(Entries supplied)
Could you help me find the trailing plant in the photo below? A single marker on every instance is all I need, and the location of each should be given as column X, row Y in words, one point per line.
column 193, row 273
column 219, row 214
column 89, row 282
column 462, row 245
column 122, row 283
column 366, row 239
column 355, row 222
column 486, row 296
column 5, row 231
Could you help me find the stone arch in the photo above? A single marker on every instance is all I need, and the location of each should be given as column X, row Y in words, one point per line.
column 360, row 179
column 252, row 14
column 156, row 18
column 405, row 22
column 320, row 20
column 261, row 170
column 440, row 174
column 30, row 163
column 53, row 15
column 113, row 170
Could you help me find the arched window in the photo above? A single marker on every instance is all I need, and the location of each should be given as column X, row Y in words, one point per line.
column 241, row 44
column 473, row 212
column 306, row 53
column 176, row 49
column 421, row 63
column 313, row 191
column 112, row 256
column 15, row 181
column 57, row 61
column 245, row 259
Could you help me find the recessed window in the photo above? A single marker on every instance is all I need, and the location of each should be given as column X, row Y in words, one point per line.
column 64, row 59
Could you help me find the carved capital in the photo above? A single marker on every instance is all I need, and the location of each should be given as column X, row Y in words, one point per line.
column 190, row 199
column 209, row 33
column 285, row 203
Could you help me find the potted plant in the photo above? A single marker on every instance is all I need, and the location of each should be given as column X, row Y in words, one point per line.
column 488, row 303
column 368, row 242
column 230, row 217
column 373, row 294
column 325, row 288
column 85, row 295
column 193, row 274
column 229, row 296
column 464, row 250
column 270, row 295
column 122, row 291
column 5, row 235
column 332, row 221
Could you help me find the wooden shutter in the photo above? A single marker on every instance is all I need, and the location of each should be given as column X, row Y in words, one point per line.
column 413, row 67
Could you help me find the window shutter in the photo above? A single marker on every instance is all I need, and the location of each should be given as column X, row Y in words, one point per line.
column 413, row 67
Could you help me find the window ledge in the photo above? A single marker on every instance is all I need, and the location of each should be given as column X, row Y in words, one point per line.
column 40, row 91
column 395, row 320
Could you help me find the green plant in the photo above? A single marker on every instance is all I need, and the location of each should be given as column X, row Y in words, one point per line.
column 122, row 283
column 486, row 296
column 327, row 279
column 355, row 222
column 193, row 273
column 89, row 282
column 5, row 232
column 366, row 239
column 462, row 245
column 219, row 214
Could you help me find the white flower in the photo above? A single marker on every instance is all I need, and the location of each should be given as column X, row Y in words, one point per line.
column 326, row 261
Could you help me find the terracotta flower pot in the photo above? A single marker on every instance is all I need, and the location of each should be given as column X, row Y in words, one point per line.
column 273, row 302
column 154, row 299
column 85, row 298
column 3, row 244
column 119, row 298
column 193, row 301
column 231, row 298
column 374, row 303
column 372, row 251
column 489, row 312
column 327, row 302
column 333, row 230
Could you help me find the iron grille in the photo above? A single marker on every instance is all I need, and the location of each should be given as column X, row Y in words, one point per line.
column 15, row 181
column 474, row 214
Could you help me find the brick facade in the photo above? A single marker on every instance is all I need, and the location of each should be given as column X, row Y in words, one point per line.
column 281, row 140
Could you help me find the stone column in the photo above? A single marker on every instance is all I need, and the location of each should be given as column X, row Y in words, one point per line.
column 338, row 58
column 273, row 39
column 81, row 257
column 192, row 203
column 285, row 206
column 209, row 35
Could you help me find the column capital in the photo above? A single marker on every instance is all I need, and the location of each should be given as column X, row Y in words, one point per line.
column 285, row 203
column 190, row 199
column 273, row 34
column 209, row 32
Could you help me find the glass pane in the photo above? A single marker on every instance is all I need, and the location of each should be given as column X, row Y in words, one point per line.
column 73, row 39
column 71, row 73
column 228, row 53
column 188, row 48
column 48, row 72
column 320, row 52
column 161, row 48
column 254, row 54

(Exercise description)
Please quote exactly the lines from the one containing "Could you help me find the stone column" through the last line of the records above, both included, and nothing else.

(Solution)
Could you help me find the stone column in the photo above? A single marker on every instance is all I need, and the location of each should be given as column X, row Y in words, one point per line.
column 338, row 58
column 273, row 39
column 81, row 257
column 192, row 203
column 285, row 206
column 209, row 35
Could you help me find the column capital in the photo above? A single marker on every instance is all I need, and the location of each should be given as column X, row Y in words, one point per line.
column 285, row 203
column 190, row 199
column 273, row 34
column 209, row 32
Could you help me find the glass pane in the photo above? A single marker on every instance is all I need, and the location of each should be given as column X, row Y in words, one point per line.
column 73, row 39
column 71, row 73
column 228, row 53
column 188, row 48
column 48, row 72
column 320, row 52
column 161, row 48
column 254, row 54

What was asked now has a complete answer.